Brief
Please say how many lines in the records below contain the word "field", giving only the number.

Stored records

↓↓↓

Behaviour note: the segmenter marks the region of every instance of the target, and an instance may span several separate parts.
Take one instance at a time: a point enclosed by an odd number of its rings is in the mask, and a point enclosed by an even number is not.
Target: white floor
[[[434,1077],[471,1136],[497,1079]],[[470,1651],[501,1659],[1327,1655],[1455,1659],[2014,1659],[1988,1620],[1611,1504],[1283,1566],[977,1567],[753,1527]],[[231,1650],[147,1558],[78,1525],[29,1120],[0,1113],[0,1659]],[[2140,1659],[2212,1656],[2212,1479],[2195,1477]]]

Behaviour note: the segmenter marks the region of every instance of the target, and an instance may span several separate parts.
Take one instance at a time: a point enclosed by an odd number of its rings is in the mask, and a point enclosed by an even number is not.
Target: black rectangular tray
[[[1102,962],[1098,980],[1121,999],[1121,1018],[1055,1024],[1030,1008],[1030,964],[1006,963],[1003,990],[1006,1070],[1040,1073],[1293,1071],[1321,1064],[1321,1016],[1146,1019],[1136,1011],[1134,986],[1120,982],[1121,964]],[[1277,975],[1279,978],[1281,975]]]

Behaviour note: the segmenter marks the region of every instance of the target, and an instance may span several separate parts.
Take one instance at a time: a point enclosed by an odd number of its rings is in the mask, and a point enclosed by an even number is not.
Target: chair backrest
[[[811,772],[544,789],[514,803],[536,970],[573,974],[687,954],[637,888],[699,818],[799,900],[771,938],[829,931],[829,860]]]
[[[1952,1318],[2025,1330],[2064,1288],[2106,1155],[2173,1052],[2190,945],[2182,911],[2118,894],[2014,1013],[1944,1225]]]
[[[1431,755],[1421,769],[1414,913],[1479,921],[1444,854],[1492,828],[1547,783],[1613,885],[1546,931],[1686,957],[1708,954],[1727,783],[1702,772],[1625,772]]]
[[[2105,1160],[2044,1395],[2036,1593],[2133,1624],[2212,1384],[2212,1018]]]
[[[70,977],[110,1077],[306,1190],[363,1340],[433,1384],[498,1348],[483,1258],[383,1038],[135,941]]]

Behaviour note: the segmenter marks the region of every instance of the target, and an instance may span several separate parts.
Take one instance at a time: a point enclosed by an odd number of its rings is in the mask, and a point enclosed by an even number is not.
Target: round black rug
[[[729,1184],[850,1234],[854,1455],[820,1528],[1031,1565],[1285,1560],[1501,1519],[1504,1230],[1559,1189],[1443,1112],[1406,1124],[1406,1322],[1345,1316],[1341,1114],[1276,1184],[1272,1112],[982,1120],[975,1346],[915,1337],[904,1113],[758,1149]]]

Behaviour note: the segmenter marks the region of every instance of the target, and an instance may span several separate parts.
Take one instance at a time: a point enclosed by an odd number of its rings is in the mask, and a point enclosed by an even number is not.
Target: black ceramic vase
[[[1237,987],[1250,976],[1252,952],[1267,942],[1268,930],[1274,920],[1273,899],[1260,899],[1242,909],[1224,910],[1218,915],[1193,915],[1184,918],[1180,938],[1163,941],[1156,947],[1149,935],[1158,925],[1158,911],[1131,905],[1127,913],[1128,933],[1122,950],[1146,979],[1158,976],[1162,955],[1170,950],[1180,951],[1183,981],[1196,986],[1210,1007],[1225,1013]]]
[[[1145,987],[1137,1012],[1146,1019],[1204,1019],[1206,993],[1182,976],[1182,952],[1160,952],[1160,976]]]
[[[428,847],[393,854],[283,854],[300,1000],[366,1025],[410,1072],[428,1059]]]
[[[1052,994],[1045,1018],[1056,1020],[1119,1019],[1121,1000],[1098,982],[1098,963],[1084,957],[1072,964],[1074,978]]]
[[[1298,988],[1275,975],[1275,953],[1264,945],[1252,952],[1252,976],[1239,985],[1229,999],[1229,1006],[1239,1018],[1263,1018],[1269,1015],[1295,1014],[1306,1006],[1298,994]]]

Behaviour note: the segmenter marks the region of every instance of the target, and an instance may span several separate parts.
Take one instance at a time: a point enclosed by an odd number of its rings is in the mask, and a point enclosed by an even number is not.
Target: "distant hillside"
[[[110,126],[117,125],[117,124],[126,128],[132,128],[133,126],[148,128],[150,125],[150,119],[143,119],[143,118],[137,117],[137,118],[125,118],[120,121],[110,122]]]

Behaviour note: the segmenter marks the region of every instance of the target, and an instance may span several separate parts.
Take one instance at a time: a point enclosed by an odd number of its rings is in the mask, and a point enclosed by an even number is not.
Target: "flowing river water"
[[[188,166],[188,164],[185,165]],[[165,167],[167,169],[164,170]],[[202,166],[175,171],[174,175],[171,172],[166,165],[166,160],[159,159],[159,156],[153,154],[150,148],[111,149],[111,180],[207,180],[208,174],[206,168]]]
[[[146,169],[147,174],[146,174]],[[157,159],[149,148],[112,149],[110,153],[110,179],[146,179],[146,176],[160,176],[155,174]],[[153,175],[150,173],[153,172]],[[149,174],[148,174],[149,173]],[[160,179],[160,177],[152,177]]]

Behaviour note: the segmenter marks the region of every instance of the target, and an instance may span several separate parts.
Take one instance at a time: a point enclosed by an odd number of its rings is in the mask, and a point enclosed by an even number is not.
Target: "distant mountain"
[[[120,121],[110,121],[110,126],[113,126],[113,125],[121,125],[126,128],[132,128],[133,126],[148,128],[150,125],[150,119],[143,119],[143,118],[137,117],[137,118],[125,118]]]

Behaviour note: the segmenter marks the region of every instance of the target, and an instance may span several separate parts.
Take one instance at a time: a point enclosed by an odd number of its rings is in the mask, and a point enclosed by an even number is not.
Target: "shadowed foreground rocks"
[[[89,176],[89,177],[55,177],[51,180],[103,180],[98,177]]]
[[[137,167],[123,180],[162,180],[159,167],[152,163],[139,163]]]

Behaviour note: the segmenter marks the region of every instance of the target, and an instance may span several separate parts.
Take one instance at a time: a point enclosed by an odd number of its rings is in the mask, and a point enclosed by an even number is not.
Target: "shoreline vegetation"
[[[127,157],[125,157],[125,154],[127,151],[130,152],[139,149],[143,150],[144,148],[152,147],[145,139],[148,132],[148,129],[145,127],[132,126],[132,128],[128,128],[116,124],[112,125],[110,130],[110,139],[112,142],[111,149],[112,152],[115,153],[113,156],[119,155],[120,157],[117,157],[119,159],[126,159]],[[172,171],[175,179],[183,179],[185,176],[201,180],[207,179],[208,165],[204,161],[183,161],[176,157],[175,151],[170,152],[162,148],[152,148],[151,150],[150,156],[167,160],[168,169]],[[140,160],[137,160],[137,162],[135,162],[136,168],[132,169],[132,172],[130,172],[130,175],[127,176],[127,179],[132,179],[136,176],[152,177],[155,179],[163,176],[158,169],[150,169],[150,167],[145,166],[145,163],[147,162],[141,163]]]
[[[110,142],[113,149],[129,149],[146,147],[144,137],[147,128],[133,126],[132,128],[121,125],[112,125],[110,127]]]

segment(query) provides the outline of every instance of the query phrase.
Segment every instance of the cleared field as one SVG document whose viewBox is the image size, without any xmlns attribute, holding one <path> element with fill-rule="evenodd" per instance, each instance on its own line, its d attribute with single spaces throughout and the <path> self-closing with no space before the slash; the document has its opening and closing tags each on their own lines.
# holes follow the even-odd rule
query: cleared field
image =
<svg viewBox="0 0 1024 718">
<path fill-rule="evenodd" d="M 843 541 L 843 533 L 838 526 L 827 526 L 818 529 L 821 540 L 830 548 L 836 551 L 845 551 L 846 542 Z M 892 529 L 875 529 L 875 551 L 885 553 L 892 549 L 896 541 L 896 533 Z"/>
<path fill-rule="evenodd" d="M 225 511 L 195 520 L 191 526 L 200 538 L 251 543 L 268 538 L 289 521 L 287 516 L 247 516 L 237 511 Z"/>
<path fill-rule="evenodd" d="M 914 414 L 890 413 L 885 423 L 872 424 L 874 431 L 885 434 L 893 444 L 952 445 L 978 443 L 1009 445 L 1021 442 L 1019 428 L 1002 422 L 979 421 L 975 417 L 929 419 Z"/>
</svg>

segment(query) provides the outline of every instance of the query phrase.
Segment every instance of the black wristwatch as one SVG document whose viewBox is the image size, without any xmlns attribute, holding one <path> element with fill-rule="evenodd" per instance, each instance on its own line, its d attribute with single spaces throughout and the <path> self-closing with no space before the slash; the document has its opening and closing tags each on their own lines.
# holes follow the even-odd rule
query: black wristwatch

↑↑↑

Answer space
2